Data supplied>
○ ○ ○
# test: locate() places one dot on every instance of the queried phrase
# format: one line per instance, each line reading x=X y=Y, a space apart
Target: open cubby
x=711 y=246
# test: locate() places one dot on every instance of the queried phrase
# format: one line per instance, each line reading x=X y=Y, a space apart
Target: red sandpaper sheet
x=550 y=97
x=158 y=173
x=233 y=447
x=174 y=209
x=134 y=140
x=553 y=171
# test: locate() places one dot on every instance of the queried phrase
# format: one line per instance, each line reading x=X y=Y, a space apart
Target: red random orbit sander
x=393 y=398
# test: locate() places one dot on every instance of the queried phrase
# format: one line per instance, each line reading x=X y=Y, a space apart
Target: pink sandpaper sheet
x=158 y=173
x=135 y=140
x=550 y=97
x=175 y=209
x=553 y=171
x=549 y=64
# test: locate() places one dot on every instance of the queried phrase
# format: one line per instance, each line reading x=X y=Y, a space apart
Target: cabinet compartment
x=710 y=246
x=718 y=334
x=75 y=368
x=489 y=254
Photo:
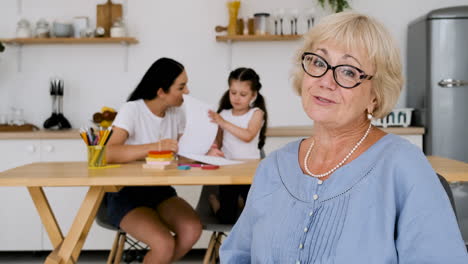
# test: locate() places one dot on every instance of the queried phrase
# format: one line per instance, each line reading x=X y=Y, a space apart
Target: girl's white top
x=144 y=127
x=233 y=147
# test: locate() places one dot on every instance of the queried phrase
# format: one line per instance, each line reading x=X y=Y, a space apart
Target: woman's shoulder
x=268 y=174
x=406 y=160
x=176 y=111
x=131 y=105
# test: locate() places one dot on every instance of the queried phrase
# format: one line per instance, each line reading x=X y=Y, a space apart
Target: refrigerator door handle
x=452 y=83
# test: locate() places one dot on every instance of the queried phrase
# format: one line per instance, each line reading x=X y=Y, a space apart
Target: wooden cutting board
x=106 y=14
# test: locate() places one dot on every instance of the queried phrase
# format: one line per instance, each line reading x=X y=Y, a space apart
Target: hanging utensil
x=62 y=121
x=52 y=121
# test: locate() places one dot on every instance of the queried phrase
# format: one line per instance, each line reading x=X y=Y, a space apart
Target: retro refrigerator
x=437 y=89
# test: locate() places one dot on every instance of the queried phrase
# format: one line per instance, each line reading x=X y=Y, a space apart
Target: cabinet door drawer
x=63 y=150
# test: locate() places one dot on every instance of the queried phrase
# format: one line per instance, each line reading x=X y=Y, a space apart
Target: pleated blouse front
x=353 y=217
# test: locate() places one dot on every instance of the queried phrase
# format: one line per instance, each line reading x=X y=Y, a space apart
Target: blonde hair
x=358 y=31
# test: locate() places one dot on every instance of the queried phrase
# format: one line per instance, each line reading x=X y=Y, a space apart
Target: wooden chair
x=134 y=251
x=211 y=223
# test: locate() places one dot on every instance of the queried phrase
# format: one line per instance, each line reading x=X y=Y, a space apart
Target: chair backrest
x=448 y=190
x=203 y=209
x=101 y=217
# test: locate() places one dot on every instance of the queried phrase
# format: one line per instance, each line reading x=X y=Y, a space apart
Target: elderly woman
x=350 y=193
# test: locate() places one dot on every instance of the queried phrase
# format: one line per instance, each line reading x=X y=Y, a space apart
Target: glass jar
x=118 y=29
x=261 y=23
x=42 y=28
x=23 y=29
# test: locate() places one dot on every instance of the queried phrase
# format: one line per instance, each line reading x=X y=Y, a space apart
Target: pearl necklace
x=306 y=158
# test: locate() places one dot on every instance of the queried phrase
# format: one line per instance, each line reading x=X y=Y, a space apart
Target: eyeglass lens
x=345 y=75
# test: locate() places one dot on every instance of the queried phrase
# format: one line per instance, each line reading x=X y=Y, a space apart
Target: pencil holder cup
x=96 y=156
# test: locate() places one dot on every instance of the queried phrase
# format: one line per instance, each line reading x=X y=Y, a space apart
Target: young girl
x=151 y=120
x=242 y=120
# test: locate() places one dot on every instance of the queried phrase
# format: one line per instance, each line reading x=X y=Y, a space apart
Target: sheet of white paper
x=200 y=132
x=211 y=160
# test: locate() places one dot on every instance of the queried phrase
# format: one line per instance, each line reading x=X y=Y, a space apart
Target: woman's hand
x=215 y=117
x=166 y=144
x=215 y=151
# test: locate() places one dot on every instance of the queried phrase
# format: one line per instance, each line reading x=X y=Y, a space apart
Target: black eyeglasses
x=346 y=76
○ ○ ○
What you need to do> Where the material above includes pictures, omit them and retype everything else exactly.

Answer>
# test: locate() places one dot on every instance of the queried phrase
# format: one line per instance, each line reading x=X y=Y, a space apart
Target: open cubby
x=711 y=246
# test: locate() places one dot on every instance of the queried phrase
# format: one line per instance, each line reading x=X y=Y, a space apart
Target: red sandpaper sheet
x=550 y=97
x=158 y=173
x=233 y=447
x=174 y=209
x=134 y=140
x=553 y=171
# test: locate() places one dot on every instance of the queried phrase
# format: one line per instance, each line reading x=X y=Y, a space apart
Target: red random orbit sander
x=393 y=398
# test: locate() places one dot on every instance of the queried phrase
# format: one line per instance, each line reading x=X y=Y, a space apart
Target: pink sandpaper sheet
x=158 y=173
x=135 y=140
x=550 y=97
x=175 y=209
x=553 y=171
x=549 y=64
# test: locate() places one dot on every instance of the queried phrase
# format: one line per instance, each line reading x=X y=Y, a space apart
Target: cabinet compartment
x=710 y=246
x=718 y=334
x=75 y=368
x=489 y=254
Photo:
# test: locate() places one dot on every instance of the queried phrase
# format: one line per instance, each line reading x=X y=Y, a space apart
Target: girl's white top
x=144 y=127
x=233 y=147
# test: locate() places one dot on every instance of the queried phrase
# format: one line per instance, each line reading x=X y=Y, a space apart
Target: woman's shoulder
x=268 y=174
x=406 y=160
x=176 y=111
x=131 y=105
# test: locate() places one dot on every instance of the queried phrase
# format: one line per instance, each line reading x=X y=Y, a space apart
Target: refrigerator door handle
x=452 y=83
# test: locate() places one dot on every instance of the queried phrase
# format: one line per instance, each line reading x=X y=Y, a space apart
Target: wooden cutting board
x=106 y=14
# test: locate() places one dot on every instance of the queried phrase
# format: one line per instance, each line reading x=X y=Y, a space apart
Target: hanging utensil
x=62 y=121
x=52 y=121
# test: locate() places one dot on every instance of the queried phrase
# format: one line per instance, each line reading x=X y=Y, a space apart
Target: retro refrigerator
x=437 y=89
# test: locate() places one dot on every instance of the queried phrase
# format: one line per instance, each line reading x=X y=Y, a space apart
Target: cabinet door drawer
x=63 y=150
# test: locate() places one dot on every instance of the queried phrase
# format: one line per instance, each line reading x=X y=Y, a space apart
Target: pleated blouse front
x=353 y=217
# test: locate() places one dot on every instance of the queried phrase
# format: one line per instance, each line reading x=X y=Y, a space apart
Target: blonde hair
x=358 y=31
# test: locate() places one dot on every instance of the queried phrase
# format: one line per instance, each line reading x=X y=Y, a space apart
Target: wooden chair
x=134 y=251
x=211 y=223
# test: locate() places one dot on every instance of the queried phrase
# format: one line per instance, each line reading x=X y=Y, a space apart
Target: chair backrest
x=448 y=190
x=203 y=209
x=101 y=217
# test: locate() places one dot on every instance of the queried phrase
# format: one line per instance, each line reading x=X y=Y, a space apart
Target: elderly woman
x=350 y=193
# test: locate() places one dot on every instance of the queried phrase
# format: one line per instance, each line reading x=X y=Y, a space apart
Target: glass jar
x=118 y=29
x=261 y=23
x=42 y=28
x=23 y=29
# test: locate() places one dot on every instance of the queried phrase
# format: one line per instance, each line reading x=X y=Y, a space apart
Target: pearl necklace
x=306 y=158
# test: locate() places one dot on every instance of the queried phrase
# format: one line per instance, each line reading x=X y=Y, a space apart
Target: eyeglass lens
x=345 y=75
# test: locate() places one dot on every instance of the queried phrase
# format: one line per instance, each line reading x=X y=Y, a space apart
Target: pencil holder cup
x=96 y=156
# test: locate() places one dot on every instance of the queried phrase
# format: one line per instance, each line reading x=X y=Y, a space apart
Target: young girl
x=151 y=120
x=242 y=120
# test: locate() places one dot on every instance of the queried phrase
# format: one line per instance, each line reading x=X y=Y, a space apart
Target: sheet of white paper
x=200 y=132
x=211 y=160
# test: locate() places one dot on every instance of the queried phrase
# format: one line per instance, each line reading x=X y=Y, a space apart
Target: woman's hand
x=215 y=117
x=166 y=144
x=215 y=151
# test: locate() places one dot on every instance of the queried phrase
# format: one line per instance, each line reading x=X y=Y, a space apart
Target: black eyeglasses
x=346 y=76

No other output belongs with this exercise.